- Your instructions
Reproduce all of the records below with every "in this photo" swapped for "in this image" and everything else left unchanged. Leave the pictures out of your answer.

- Available records
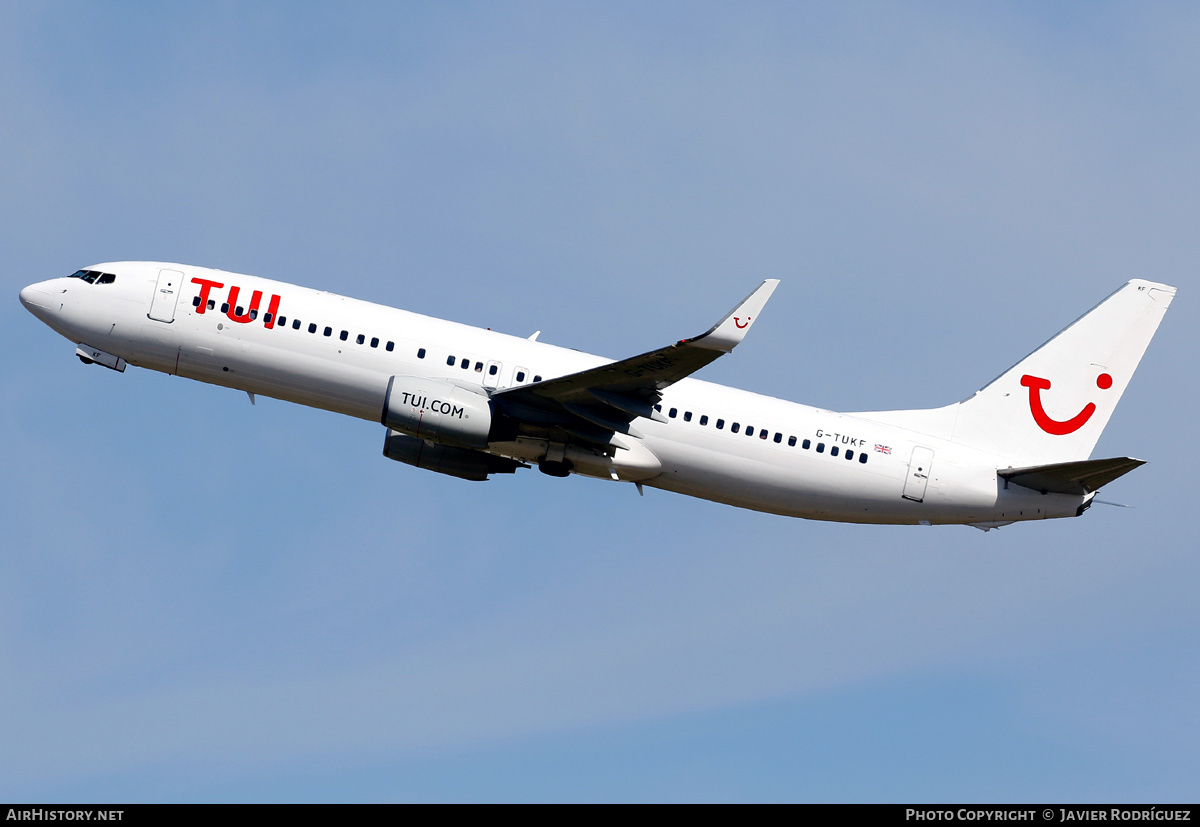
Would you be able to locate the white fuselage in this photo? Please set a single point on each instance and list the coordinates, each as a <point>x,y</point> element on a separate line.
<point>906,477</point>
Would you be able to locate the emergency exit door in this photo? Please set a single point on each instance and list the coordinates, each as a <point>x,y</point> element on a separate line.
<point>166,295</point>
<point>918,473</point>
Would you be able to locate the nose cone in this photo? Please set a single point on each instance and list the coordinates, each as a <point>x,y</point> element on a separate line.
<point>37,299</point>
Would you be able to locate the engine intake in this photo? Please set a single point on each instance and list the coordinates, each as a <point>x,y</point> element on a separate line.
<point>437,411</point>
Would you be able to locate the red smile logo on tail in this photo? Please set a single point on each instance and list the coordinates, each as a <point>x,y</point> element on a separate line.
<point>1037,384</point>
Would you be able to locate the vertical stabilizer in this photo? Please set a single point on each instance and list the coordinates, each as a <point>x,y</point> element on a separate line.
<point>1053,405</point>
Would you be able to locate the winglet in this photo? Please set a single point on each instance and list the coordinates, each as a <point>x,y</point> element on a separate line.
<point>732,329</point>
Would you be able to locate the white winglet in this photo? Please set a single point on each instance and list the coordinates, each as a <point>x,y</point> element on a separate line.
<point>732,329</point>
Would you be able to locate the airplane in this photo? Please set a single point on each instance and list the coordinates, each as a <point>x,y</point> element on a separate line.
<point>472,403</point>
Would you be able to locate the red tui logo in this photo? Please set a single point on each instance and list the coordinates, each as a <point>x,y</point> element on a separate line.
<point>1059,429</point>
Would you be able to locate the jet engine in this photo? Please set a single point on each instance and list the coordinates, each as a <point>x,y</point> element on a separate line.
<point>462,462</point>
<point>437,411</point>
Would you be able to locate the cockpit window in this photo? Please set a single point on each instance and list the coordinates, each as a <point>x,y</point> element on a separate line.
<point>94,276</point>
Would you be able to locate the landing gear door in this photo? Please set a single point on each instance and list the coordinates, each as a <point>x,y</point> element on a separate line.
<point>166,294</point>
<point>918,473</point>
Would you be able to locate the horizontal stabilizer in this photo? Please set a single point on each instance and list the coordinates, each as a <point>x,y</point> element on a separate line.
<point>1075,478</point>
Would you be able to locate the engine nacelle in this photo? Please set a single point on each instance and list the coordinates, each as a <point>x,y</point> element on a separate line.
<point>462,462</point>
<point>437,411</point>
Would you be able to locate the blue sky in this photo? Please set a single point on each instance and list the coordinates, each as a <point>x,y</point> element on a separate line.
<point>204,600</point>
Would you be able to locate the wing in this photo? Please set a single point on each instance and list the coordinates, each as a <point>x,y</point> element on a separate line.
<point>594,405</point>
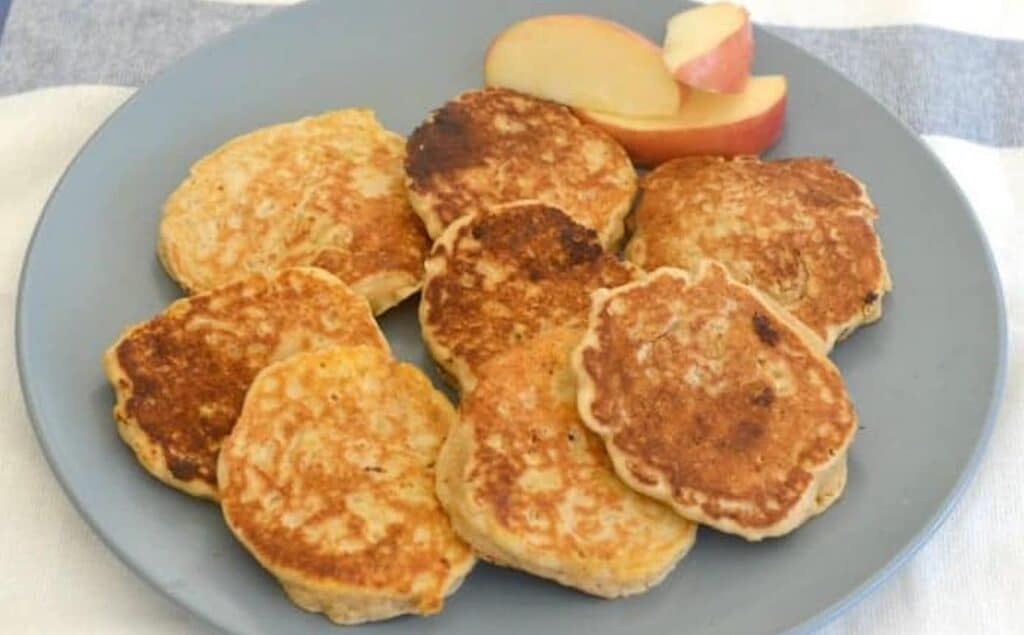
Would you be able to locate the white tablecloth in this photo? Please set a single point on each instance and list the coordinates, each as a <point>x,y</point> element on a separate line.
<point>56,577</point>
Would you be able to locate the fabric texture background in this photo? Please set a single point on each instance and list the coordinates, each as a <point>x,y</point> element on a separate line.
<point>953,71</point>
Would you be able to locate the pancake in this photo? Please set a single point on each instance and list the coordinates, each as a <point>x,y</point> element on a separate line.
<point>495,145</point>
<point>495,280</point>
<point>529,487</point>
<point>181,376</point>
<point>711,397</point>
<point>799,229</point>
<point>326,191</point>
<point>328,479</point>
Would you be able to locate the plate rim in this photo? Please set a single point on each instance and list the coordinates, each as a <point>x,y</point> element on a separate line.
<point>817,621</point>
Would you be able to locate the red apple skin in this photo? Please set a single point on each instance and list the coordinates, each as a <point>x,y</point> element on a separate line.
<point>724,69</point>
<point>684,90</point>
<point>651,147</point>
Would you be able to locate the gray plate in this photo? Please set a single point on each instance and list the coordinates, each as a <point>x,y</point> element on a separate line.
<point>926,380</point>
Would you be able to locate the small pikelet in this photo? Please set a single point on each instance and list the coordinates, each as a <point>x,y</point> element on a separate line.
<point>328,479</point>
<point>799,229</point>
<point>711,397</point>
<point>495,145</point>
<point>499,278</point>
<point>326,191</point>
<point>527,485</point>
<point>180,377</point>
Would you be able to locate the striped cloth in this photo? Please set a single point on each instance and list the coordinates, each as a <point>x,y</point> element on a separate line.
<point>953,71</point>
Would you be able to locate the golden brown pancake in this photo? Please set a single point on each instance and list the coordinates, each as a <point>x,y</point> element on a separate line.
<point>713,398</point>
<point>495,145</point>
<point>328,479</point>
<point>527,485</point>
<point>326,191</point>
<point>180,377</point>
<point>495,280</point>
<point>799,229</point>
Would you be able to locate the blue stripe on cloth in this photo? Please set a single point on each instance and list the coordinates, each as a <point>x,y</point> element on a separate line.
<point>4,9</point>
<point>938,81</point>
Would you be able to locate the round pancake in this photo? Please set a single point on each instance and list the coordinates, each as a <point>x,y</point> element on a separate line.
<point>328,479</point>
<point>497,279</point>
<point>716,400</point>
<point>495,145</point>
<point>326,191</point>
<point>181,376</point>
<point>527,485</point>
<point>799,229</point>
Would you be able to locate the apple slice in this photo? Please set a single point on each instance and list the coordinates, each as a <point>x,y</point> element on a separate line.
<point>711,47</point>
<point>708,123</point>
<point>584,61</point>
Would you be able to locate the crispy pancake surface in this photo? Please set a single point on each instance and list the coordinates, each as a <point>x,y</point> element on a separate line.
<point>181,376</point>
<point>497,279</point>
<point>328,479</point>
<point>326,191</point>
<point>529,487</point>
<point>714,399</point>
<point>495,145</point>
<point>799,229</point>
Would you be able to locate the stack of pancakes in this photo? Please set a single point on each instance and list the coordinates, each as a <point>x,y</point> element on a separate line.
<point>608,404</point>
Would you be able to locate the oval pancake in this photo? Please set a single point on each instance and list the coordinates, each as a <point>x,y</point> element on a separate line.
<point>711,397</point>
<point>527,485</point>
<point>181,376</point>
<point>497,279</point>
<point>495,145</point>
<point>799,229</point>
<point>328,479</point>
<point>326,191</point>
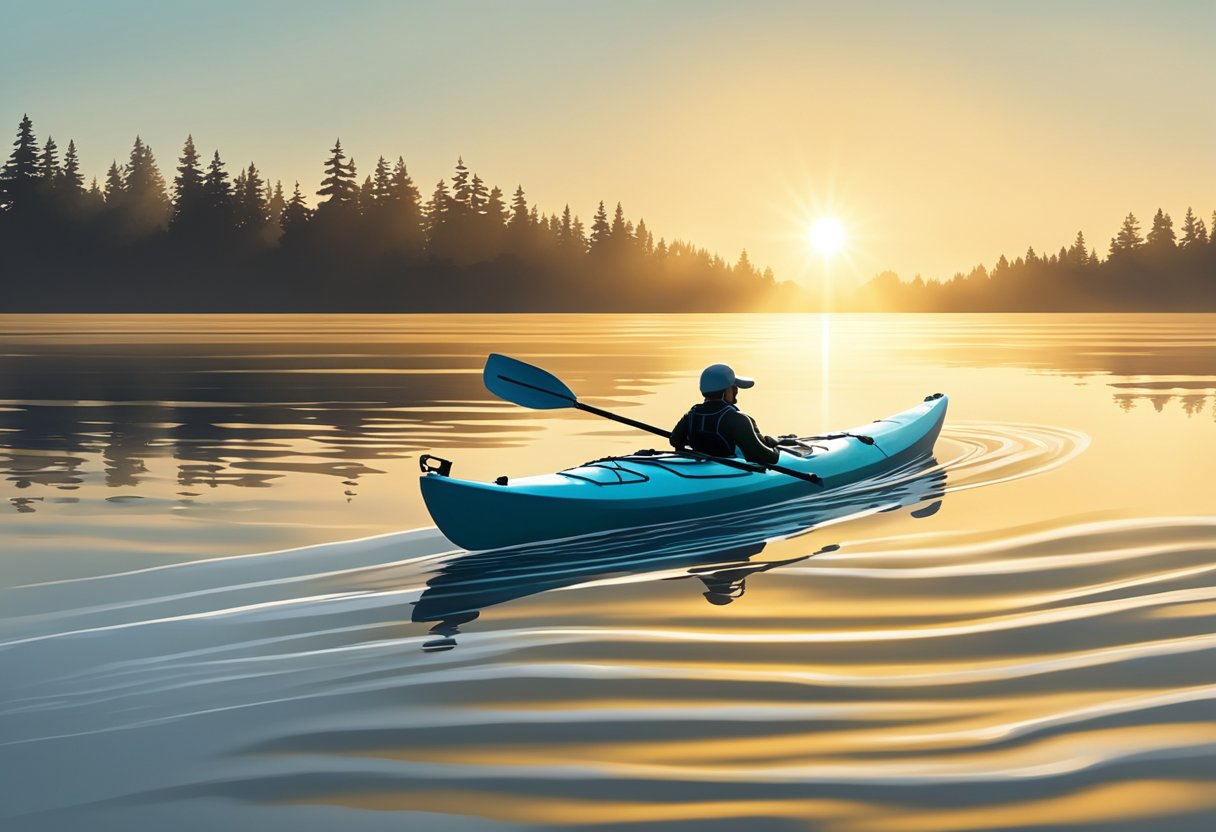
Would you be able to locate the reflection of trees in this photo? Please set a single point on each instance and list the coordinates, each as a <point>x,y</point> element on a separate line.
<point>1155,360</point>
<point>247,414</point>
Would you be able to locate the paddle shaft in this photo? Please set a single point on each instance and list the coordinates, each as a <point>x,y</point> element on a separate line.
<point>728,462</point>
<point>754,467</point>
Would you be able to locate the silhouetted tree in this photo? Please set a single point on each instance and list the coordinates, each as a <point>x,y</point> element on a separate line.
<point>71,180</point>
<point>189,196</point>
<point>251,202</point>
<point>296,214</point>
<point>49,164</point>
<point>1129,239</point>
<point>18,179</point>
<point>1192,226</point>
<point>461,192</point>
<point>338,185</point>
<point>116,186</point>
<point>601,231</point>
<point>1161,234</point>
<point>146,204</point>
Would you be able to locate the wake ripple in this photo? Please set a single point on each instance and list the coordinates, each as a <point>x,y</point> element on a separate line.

- Solution to the problem
Would you be able to locate the white fuselage in this image? Please set a single point on each instance and list the coordinates, each as a <point>x,y</point> element on a separate line.
<point>906,477</point>
Would you be able to locate the emergency exit door in this image? Please set a single point on each instance and list the coordinates, each as a <point>x,y</point> element on a separate line.
<point>166,295</point>
<point>918,473</point>
Would you be able to locate the nose cone in this image? Please set a single point on each instance and list the coordinates, each as a <point>x,y</point> element on a separate line.
<point>37,299</point>
Would you be able to locate the engine intake in this image? Please set a single point on each instance and list the coordinates, each as a <point>x,y</point> element on a separate line.
<point>437,411</point>
Would you be able to locate the red smile logo on tail in this image? Please set a single point on each instance and list the coordinates, each as a <point>x,y</point> element on a separate line.
<point>1037,384</point>
Would you be able to locate the vertical stabilizer in this image? Please set a single point on each instance and list the coordinates, each as a <point>x,y</point> element on a separate line.
<point>1053,405</point>
Would you be able to locate the winglet in this image? Please set a single point on each instance and list the coordinates, each as a <point>x,y</point> element on a separate line.
<point>732,329</point>
Would you be able to locate the white winglet in this image? Please set a single point on each instance and list the coordinates, each as a <point>x,y</point> element on a separate line.
<point>732,329</point>
Would you be able to locate the airplane in this image? Please set a single point on each instance and list the coordinates, each as a <point>x,y</point> element on a separate line.
<point>472,403</point>
Would you be able to locate the red tui logo in this image? Please set a single point on each instance and list the coordinates, each as a <point>x,y</point> element on a separate line.
<point>1059,429</point>
Would you be able to locate the jet engine in this image? Please set a single point on each instance and list the coordinates, each as a <point>x,y</point> element on a separate line.
<point>462,462</point>
<point>437,411</point>
Would you be able to locate the cockpit window in this image? Please set a single point on each instance and list the coordinates, each as a <point>x,y</point> element on a separate line.
<point>94,276</point>
Would you be able to locate the landing gear door in this image? Please set a single point on each instance and list the coordinates, each as a <point>x,y</point> element on a separate line.
<point>166,294</point>
<point>918,473</point>
Would you be able to locate the horizontal stabilizer in this image? Please set a single point on each instance and list the coordinates, each as a <point>x,y</point> element on a separate line.
<point>1075,478</point>
Would you be able to locate the engine nacelle in this image? Please set a single point on each instance and list the coordinates, each as a <point>x,y</point> element on a separate line.
<point>462,462</point>
<point>437,411</point>
Would you be able to locate the blue sky in this image? Please set a single point on each instance and list the coordinates, each as a <point>x,y</point> element on a separate line.
<point>204,600</point>
Would you be able to locate the wing in this image? Please set a single point on each instance and list the coordinates, each as a <point>x,y</point> element on a separate line.
<point>594,405</point>
Would you be able to locate the white tablecloth in this image? Please set a single point on each instance and list the coordinates, each as a <point>x,y</point> element on a separate line.
<point>56,577</point>
Would you be able to locate the fabric texture background in this image? Please set a single point on each instance and list the coordinates, each as a <point>x,y</point> element on a separate line.
<point>953,71</point>
Would you be able to locate the pancake in this image? Please set a single point on each instance and list the coordinates, each as a <point>x,y</point> element on a separate line.
<point>495,145</point>
<point>495,280</point>
<point>529,487</point>
<point>181,376</point>
<point>711,397</point>
<point>799,229</point>
<point>326,191</point>
<point>328,479</point>
Would you be able to locate the plate rim in this image? Please set a single point on each instance and list the coordinates, each as a <point>x,y</point> element on a separate line.
<point>817,621</point>
Would you be able to locate the red apple skin in this image? Please set a single point on each instance and list the coordinates, each as a <point>x,y</point> element on a separate line.
<point>724,69</point>
<point>684,90</point>
<point>651,147</point>
Would you be able to locate the gray plate in this image? Please set a single point on each instance and list the coordinates, each as a <point>x,y</point> element on a separate line.
<point>926,380</point>
Would you be able to locate the small pikelet in this image? Please set a single point on each instance and list the coordinates, each as a <point>x,y</point> element on a separate line.
<point>328,479</point>
<point>799,229</point>
<point>711,397</point>
<point>495,145</point>
<point>499,278</point>
<point>326,191</point>
<point>527,485</point>
<point>180,377</point>
Would you be able to locate the striped cloth in this image? Please set a single point on each instance and list the coordinates, each as a <point>x,y</point> element on a separate line.
<point>953,71</point>
Would you be able to locate the golden brown pancake in this image? Please set a single point on each instance and list the coordinates, each as a <point>x,y</point> element on a separate line.
<point>713,398</point>
<point>495,145</point>
<point>328,479</point>
<point>527,485</point>
<point>326,191</point>
<point>180,377</point>
<point>495,280</point>
<point>799,229</point>
Would you be able to locate the blue stripe on cloth in this image? Please set a single point on each instance and list the coordinates, each as a <point>x,y</point> element on a separate line.
<point>4,9</point>
<point>938,81</point>
Would you be able to locate the round pancake in this image? Please set a single point on each instance and list the coordinates, each as a <point>x,y</point> element on a separate line.
<point>328,479</point>
<point>497,279</point>
<point>716,400</point>
<point>495,145</point>
<point>326,191</point>
<point>181,376</point>
<point>527,485</point>
<point>799,229</point>
Would you be able to locate the apple slice in this image? Please set a single point on each instance and list the coordinates, each as a <point>x,y</point> element on a separate line.
<point>711,47</point>
<point>708,123</point>
<point>584,61</point>
Would you be able to locate the crispy pancake surface in this image? Please set a single point on each instance and list the coordinates, each as a <point>x,y</point> element on a separate line.
<point>181,376</point>
<point>497,279</point>
<point>328,479</point>
<point>326,191</point>
<point>529,487</point>
<point>714,399</point>
<point>495,145</point>
<point>799,229</point>
Would you be able to locate the stack of pancakes in this image? Please set a single point on each instance and list the coordinates, each as a <point>x,y</point> element on a separate line.
<point>608,404</point>
Would you be able to locate the oval pancake in this image? Please set a single point on each instance and list the coordinates, each as a <point>x,y</point> element on a separate line.
<point>711,397</point>
<point>527,485</point>
<point>181,376</point>
<point>497,279</point>
<point>495,145</point>
<point>799,229</point>
<point>328,479</point>
<point>326,191</point>
Would you be able to locate the reflection of trees in this image? Please set a single point on each instance and list the coordinates, each as a <point>x,y</point> element on a separate line.
<point>1155,360</point>
<point>247,414</point>
Would you be able to locate the paddle shaft in this image? Please set a single point on each instance and list the coordinates, each as a <point>x,y</point> element on a separate line.
<point>728,462</point>
<point>754,467</point>
Would you be able to locate the silhouetted tree in this image? Please set a single point on each instance and list the coordinates, each as a <point>x,y</point> element on a separate line.
<point>71,180</point>
<point>189,196</point>
<point>251,202</point>
<point>296,214</point>
<point>49,164</point>
<point>1129,239</point>
<point>18,179</point>
<point>1192,226</point>
<point>461,192</point>
<point>338,185</point>
<point>116,186</point>
<point>601,231</point>
<point>1161,234</point>
<point>146,204</point>
Would you be able to locate the wake ripple in this image? Please set a single point on each instance and list the coordinates, each as a <point>x,y</point> element on a separate line.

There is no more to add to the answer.